- **What to produce**: Copy out every one of the records below, substituting "safety helmet" for each occurrence of "hard hat" and changing nothing else.
══════════
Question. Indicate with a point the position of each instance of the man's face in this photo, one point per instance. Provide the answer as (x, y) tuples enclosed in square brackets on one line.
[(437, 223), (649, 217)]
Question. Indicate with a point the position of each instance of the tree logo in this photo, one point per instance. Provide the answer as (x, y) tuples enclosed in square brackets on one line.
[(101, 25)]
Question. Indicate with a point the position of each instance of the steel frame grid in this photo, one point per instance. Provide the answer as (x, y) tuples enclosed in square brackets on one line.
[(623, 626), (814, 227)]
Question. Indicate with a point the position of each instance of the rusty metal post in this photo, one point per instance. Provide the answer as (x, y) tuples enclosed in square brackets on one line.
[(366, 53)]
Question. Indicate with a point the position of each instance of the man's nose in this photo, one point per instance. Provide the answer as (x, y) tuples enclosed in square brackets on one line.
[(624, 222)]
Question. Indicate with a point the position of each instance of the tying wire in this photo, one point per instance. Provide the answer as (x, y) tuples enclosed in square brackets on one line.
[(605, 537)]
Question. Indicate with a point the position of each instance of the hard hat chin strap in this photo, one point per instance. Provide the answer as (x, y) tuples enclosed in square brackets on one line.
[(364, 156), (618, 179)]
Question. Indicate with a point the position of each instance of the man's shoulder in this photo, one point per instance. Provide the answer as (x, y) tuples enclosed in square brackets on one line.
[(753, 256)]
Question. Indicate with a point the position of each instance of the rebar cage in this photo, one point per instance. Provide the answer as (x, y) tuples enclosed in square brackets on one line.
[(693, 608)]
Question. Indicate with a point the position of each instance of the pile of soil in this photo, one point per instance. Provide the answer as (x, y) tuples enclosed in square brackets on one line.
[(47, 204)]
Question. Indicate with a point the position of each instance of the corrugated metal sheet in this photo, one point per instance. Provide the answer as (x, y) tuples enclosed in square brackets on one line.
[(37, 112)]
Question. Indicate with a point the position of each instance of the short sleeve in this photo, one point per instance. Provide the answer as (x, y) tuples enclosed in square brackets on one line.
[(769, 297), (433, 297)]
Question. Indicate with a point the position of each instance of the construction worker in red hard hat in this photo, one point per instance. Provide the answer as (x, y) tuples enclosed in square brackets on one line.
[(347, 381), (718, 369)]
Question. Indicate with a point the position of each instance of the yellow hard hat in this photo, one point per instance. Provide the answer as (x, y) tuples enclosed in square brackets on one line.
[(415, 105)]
══════════
- **Answer to this problem**:
Question. Indicate with a point the position of each instance of the man's face in this photo, one point per instance. Provide the answer as (x, y) tuples enclosed in square brackets on one line.
[(437, 223), (649, 217)]
Question. Indicate with a point the position of each instance of the tree logo in this photo, one point per instance. Provide the answer as (x, y) tuples enclosed in square brackets on one line.
[(101, 25)]
Question. Indicate with a point the position of each instance of the steel frame grid in this photo, one point per instance. Provide the answer as (x, y) tuples enclosed in square brackets on one line.
[(623, 626), (814, 227)]
Question. Indicate with a point the position of each instance of the rusty metal post in this photo, one point per instance. Provide the answer as (x, y) tuples enclosed in square brackets on one line.
[(366, 53)]
Question. Indicate with a point the position of each instance of the man's nose in this photo, one point per instance. Provide the answer as (x, y) tuples enclosed in square brackets on one line.
[(624, 222)]
Question. Indicate with a point the position of each instance of the tying wire in this photo, one point per instance. Provide the answer as (x, y) tuples enclosed in square brackets on one line.
[(605, 537)]
Question. Indicate with a point the position of each instance of the safety helmet chin strap in this photo, one point per instance. Provide the answer as (x, y) tuples enclosed in square brackets on one line.
[(364, 156), (618, 179)]
Question. Indicate with a point the position of each instance of the man's shoulder in this photo, one point per instance. Provide the answer as (x, y) tuples enclosed in square brackets on one line.
[(753, 256)]
Question. Indicate with a point the position of each instance of the rebar cage in this photo, one point per instance. Provide the answer as (x, y) tuples enclosed in square brackets on one line.
[(693, 608)]
Question. Indicate with a point the position of each instance of the pile of soil in this photo, one point per instance. Provide the answer as (x, y) tuples enclosed in square brackets on one line.
[(47, 204)]
Question. Indicate with a point the position of each instance of the corrugated metal sheet in this photo, one point per instance. Provide the answer as (x, y) tuples enclosed in square brackets on one line.
[(37, 112)]
Question. Indicate with a point the position of each instance of the short sleeve in this photo, one point per instance. Provide the answer as (x, y) tuples enclosed in square brackets on one line.
[(769, 297), (433, 297)]
Question. Indicate with a point the position of each instance of the construction worker in red safety helmet in this photo, one point per instance. Provide the answer as (x, y) tuples enclosed in square brackets on one line.
[(347, 381), (718, 369)]
Question. Indicate with a point the position of each instance of the yellow safety helmet in this photo, one point per instance. Provide the answer as (x, y) tuples enclosed in square brackets on one line.
[(415, 105)]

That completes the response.